The records below are to be copied exactly, with their pictures left out.
═══ Material for this exercise ═══
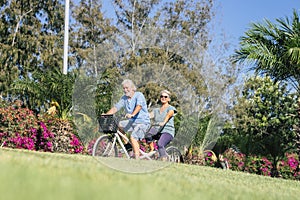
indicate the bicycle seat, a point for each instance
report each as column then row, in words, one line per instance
column 107, row 124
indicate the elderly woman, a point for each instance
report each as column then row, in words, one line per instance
column 164, row 117
column 137, row 113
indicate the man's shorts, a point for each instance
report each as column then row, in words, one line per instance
column 137, row 130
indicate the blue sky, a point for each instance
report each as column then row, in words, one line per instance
column 236, row 15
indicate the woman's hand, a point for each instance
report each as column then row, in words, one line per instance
column 128, row 115
column 161, row 123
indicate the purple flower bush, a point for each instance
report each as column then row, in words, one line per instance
column 21, row 129
column 288, row 168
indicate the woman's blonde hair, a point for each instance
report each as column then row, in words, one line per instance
column 166, row 92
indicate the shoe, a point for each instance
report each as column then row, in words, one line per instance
column 164, row 159
column 128, row 147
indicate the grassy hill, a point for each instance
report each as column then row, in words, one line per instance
column 33, row 175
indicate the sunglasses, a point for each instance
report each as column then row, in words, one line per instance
column 164, row 96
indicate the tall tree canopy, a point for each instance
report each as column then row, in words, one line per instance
column 274, row 49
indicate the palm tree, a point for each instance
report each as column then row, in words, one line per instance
column 273, row 49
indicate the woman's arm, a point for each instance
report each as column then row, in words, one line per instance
column 168, row 116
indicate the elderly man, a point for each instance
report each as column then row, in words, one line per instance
column 137, row 113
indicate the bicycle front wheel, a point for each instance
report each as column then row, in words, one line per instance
column 105, row 147
column 174, row 154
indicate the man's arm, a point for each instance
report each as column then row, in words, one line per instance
column 113, row 110
column 135, row 111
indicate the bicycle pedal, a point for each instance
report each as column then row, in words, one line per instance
column 128, row 147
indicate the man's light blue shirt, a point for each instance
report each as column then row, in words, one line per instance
column 129, row 105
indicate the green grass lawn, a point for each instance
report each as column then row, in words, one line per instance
column 33, row 175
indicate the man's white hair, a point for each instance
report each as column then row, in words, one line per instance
column 129, row 83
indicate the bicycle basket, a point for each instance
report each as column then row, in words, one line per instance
column 107, row 124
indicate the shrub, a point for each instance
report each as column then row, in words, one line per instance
column 20, row 128
column 289, row 167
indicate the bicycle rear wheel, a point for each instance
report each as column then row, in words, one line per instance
column 174, row 154
column 104, row 147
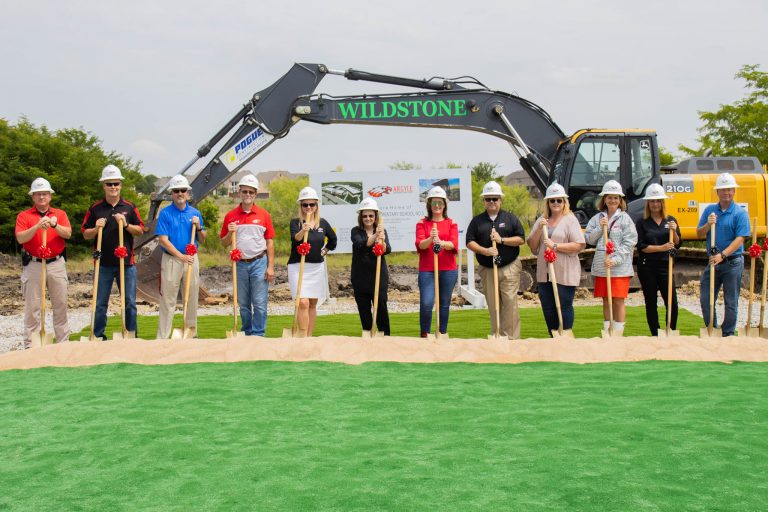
═══
_Problem solution_
indicate the bicycle seat, a point for each instance
report each as column then row, in words, one line per instance
column 107, row 124
indicate the elderly woman, a point for each instance
report each as column then row, in words, one line per instance
column 164, row 117
column 137, row 113
indicate the man's shorts, a point for each instance
report each as column then row, in words, one line per instance
column 137, row 130
indicate the blue sky, a point for each instance
report each as column then row, in words, one line per instance
column 236, row 15
indicate the woman's hand, a point for each instance
report each as column then row, in words, one line per instance
column 128, row 115
column 161, row 123
indicate the purple flower bush, a point for each instance
report each as column then row, in words, one line per instance
column 21, row 129
column 288, row 168
indicate the woman's blonde hair, a point for each instance
report each as column then row, in words, one line per instance
column 166, row 92
indicate the shoe, a point for each instance
report each as column then row, in words, one line per instance
column 164, row 159
column 128, row 147
indicate the grassy hill, a point for each instance
report each as column then row, in words, one line per instance
column 33, row 175
indicate the sunglasses, a point for each instance
report each as column then row, in words, one line per instance
column 164, row 96
indicate the tall tree canopy, a point for each instance
report each as column then row, in words, one line per instance
column 274, row 49
indicate the palm tree, a point for each instance
report each as column then row, in words, one line per instance
column 273, row 49
indicate the woman's arm, a point for each instance
report each as column then row, in words, one line per instance
column 168, row 116
indicate the elderly man, a point for each instance
report each as column then row, in words, one line per instance
column 137, row 113
indicate the bicycle front wheel, a point for each instance
report each as column then row, in words, one line per instance
column 105, row 147
column 174, row 154
indicate the man's arm, a point for each instance
report each as column then row, in words, one line per instance
column 113, row 110
column 135, row 111
indicate the bicycle pedal, a point for each instance
report each as column then row, in words, one line per instance
column 128, row 147
indicate the man's light blue shirt, a point for each instance
report each as column then row, in words, one line per instance
column 129, row 105
indicate the green grass lawn, a point for each instance
report each as column then row, in words, one line per instance
column 33, row 175
indicate the man's white hair, a point for each instance
report each as column then row, in words, one line per instance
column 129, row 83
indicate the bicycle basket, a point for each instance
report each as column then row, in words, one line per instance
column 107, row 124
indicate the shrub, a point for each instance
report each as column then row, in words, one line per instance
column 20, row 128
column 289, row 167
indicate the bicycle rear wheel, a point for each instance
report each as column then row, in words, one line per instance
column 174, row 154
column 104, row 147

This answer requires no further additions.